Additive-HE (AHE), linear-HE, supports additive homomorphism like arithmetic SS.
Leveled-HE (LHE), somewhat-HE, supports a limited number of multiplications corresponding to the depth of an arithmetic circuit. The number is a tunable parameter that affects the ciphertext size and efficiency of the homomorphic operations (the Section on HE optimization).
LHE like BFV-HE (Brakerski 2012; Fan and Vercauteren 2012), BGV-HE (Brakerski, Gentry, and Vaikuntanathan 2014), and CKKS-HE (Cheon et al. 2017) are SIMD-friendly, i.e., a ciphertext has multiple slots, each fits a message in ring \(\mathbb{Z}_p\), and a homomorphic operation (\(\star\), \(\ast\), and \(\circ\)) applies on all slots simultaneously.
Namely,
addition: \(\mathsf{Dec}([(x_i)_i] \star [(y_i)_i]) = (x_i + y_i)_i\),
plaintext-ciphertext multiplication: \(\mathsf{Dec}((x_i)_i \circ [(y_i)_i]) = (x_i \cdot y_i)_i\), and
ciphertext-ciphertext multiplication: \(\mathsf{Dec}([(x_i)_i] \ast [(y_i)_i]) = (x_i \cdot y_i)_i\).
(When the context is obvious, we may replace \(\circ\) and \(\ast\) by \(\cdot\) and \(\star\) by \(+\).)
For security, they introduce noises to ciphertexts. Fresh encryption starts with very little noise. Noises accumulate upon evaluating \(\star\), \(\ast\), and \(\circ\). If they exceed the noise quota, decryption will fail.
The quota implicitly defines the number of \(\star\), \(\ast\), and \(\circ\) allowed to take. Yet, one can ask the secret key holder to help “denoise” the ciphertext by adding an additive mask (via \(\star\)) without leaking the encrypted message (see the Section on efficient HE).
Two SIMD Layouts. Consider the central part of a photo is of interest; one ciphertext thus stores the same part of many photos. Such kind of batch-query processing via SIMD is relevant only when the client always has a batch of queries. An alternative usage is to handle one single (feature-vector) query at a time, but with its features spread across SIMD slots of a ciphertext.

——————

▸ Goal of the exercise: Write out a section of the homomorphic encryption passage unchanged, beginning at the words "(When the context" and stopping after "decryption will fail.".

▸ Data block:

——————

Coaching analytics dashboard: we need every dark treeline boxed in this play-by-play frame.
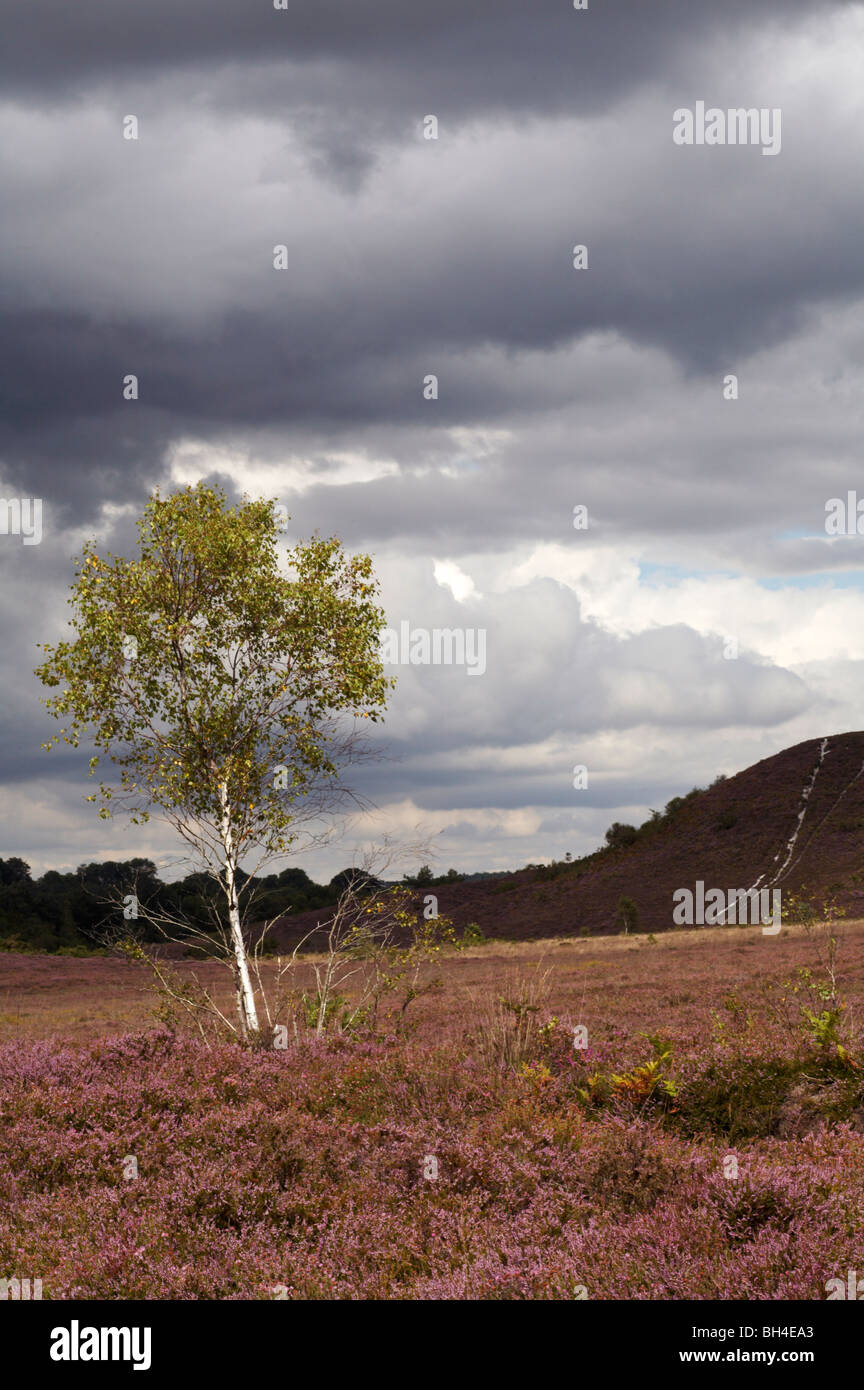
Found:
[0,858,475,954]
[0,858,347,952]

——————

▸ Solved exercise:
(When the context is obvious, we may replace \(\circ\) and \(\ast\) by \(\cdot\) and \(\star\) by \(+\).)
For security, they introduce noises to ciphertexts. Fresh encryption starts with very little noise. Noises accumulate upon evaluating \(\star\), \(\ast\), and \(\circ\). If they exceed the noise quota, decryption will fail.